• _Aim of the task_: Report every line in the items below that contains the string "aisle", treating uppercase and lowercase as distinct.

+++ Data

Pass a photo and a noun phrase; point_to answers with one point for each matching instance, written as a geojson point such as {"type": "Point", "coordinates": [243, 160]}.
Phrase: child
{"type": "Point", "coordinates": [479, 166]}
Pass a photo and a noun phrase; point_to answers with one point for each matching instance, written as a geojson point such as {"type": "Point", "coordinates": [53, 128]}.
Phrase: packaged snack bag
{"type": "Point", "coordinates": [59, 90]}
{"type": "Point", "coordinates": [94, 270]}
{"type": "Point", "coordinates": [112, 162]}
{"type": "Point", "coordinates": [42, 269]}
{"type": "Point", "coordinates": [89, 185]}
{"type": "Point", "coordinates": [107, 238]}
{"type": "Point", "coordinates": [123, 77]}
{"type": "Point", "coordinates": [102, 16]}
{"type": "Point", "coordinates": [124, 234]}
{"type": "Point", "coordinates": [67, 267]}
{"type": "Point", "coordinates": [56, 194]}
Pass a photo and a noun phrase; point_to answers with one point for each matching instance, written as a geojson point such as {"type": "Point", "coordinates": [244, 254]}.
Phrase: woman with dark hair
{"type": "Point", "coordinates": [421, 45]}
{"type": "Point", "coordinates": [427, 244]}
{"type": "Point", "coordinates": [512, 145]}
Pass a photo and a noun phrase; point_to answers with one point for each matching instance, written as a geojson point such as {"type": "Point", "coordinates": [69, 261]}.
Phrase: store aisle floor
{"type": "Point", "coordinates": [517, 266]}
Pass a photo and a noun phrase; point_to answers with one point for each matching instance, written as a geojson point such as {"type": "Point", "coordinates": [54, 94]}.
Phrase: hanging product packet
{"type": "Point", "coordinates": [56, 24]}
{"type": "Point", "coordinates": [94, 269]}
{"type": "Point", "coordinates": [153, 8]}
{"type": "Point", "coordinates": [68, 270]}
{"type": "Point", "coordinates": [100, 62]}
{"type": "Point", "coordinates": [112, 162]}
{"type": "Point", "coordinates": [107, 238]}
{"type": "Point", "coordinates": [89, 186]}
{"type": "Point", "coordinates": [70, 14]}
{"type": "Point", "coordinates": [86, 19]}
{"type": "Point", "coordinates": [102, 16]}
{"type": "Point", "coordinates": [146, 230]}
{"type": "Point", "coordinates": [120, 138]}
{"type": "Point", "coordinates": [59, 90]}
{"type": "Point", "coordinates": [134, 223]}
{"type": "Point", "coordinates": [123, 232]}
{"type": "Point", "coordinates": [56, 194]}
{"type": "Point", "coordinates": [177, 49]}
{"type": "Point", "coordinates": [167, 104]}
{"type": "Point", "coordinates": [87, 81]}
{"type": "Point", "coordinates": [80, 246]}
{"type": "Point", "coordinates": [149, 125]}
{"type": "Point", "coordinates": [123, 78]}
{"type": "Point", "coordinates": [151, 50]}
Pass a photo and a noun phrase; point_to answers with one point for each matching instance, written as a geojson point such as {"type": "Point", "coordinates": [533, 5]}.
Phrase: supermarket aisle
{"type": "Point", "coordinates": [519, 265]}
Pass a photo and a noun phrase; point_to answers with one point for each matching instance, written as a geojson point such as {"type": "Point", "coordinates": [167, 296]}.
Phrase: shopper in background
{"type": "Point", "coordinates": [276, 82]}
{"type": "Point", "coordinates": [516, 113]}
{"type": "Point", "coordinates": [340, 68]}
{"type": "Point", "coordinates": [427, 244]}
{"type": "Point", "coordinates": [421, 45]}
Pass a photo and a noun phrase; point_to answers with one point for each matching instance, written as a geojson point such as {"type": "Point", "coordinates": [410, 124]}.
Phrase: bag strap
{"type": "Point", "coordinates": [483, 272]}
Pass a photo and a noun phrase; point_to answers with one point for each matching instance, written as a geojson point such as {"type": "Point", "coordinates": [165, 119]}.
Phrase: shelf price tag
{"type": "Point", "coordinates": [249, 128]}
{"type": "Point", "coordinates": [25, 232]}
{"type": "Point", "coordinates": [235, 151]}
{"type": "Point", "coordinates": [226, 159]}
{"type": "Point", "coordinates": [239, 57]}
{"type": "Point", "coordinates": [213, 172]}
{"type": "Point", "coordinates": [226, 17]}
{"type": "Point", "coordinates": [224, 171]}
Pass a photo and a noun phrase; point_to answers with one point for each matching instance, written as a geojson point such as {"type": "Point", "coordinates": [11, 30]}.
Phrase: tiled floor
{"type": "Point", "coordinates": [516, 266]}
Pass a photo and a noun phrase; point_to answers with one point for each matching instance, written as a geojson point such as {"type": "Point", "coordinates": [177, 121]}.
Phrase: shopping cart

++++++

• _Full answer_:
Phrase: store aisle floor
Phrase: supermarket aisle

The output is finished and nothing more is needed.